◆ HOW TO COMPLETE THIS TASK ◆
Each line of the data below that contains "cluster" must be copied.

◆ SUPPLIED DATA ◆
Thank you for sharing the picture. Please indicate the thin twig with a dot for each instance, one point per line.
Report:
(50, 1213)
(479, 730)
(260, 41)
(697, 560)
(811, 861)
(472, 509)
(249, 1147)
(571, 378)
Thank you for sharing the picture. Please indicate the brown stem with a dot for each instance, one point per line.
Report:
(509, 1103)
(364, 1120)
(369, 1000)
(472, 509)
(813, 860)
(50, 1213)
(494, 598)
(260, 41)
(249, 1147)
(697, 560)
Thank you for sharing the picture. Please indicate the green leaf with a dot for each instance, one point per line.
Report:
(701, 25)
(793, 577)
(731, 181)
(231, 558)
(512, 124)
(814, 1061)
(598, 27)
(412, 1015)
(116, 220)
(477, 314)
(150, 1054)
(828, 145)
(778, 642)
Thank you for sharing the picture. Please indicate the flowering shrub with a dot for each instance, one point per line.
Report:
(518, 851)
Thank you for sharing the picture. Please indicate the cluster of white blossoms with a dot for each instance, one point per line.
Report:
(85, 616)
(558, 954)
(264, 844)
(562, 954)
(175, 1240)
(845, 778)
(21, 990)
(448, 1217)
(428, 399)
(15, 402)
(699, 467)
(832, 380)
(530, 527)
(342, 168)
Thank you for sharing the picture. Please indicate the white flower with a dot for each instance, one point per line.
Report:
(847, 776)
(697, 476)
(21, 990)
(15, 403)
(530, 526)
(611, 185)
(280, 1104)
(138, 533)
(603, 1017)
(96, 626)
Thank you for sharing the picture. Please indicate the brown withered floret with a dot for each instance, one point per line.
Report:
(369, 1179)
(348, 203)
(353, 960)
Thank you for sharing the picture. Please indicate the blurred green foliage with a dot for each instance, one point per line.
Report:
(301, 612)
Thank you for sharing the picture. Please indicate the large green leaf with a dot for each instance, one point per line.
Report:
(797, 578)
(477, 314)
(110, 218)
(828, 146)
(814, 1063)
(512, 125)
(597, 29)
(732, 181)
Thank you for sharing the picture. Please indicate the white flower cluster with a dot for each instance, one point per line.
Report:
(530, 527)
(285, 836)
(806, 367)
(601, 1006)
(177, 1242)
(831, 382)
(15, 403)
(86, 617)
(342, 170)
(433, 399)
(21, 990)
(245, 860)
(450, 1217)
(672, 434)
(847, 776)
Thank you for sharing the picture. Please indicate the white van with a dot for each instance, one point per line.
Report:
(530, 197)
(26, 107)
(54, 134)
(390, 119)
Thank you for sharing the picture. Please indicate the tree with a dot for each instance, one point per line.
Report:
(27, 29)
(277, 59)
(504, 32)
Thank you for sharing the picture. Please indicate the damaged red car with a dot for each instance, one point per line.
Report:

◆ FINAL ANSWER ◆
Thank you for sharing the picture. Please indicate the cluster of white blossoms with a dot for each instance, one point per line.
Thank you for sharing the picture. Please indicate the white flower cluster with a dot for each instance, one point per line.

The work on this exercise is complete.